[Énoncé du problème] Redimensionnez la partie de la liste qui commence à la ligne contenant « instance of white » et se termine à la ligne contenant « 363,0,582,66 », bornes comprises. Recopiez toutes ces lignes, y compris celles sans coordonnées, en multipliant chaque coordonnée des réponses par 1,1 et en arrondissant à l'entier, les demis vers le haut.

[Éléments répertoriés dans un jeu de données]
--- --- ---
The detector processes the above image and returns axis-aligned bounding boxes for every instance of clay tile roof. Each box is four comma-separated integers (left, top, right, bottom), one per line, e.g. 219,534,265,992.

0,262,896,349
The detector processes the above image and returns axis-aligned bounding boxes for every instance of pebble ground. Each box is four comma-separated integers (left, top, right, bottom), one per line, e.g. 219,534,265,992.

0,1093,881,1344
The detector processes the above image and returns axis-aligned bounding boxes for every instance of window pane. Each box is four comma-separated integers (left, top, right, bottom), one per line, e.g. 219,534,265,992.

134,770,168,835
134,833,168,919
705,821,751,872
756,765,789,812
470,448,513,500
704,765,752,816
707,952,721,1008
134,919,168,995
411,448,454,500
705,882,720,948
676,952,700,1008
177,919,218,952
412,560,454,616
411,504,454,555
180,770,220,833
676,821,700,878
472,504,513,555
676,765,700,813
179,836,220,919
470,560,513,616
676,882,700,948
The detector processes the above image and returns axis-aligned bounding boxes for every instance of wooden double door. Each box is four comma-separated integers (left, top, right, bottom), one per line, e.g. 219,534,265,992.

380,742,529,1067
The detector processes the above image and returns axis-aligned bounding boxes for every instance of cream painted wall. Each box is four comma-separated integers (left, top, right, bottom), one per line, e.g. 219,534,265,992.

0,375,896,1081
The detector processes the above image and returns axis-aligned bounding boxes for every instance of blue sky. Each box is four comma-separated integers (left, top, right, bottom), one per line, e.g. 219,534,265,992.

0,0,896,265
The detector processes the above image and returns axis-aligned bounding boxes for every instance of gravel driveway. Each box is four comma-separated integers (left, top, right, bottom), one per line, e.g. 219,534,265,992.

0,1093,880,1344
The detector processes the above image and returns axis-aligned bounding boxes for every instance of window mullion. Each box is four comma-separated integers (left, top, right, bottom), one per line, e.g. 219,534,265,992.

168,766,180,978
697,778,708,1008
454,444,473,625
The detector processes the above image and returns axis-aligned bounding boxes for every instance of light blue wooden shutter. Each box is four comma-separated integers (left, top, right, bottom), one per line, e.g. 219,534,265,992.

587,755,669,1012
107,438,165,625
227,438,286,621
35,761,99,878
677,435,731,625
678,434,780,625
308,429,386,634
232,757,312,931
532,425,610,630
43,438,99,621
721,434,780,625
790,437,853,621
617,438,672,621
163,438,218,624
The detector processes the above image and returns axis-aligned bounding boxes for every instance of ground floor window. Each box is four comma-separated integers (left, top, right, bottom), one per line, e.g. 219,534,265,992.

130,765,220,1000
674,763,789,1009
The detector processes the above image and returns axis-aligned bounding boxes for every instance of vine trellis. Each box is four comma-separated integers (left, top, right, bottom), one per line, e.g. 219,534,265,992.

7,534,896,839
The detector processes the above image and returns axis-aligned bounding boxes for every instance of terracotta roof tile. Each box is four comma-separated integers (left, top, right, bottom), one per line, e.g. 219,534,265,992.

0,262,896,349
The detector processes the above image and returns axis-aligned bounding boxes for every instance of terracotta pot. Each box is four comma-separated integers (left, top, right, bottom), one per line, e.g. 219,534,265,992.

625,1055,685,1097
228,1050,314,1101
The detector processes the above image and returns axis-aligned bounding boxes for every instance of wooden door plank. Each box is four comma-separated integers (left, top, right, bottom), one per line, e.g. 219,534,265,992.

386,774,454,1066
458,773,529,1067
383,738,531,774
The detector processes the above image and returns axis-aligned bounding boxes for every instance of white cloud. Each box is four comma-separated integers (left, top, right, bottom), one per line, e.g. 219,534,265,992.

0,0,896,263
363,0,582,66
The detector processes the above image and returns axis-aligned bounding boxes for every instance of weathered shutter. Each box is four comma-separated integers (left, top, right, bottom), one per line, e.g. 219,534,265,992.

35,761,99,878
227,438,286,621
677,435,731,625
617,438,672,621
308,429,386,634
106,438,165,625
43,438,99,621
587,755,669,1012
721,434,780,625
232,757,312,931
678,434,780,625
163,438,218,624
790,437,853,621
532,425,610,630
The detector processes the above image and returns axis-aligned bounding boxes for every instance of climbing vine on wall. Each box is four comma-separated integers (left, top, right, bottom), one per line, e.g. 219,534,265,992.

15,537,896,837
--- --- ---
[Réponse à l'exercice]
The detector processes the above image and returns axis-aligned bounding boxes for every instance of white cloud. Each box is four comma-separated integers (left, top, right, bottom), one per line, e.g. 219,534,265,992.

0,0,986,289
399,0,640,73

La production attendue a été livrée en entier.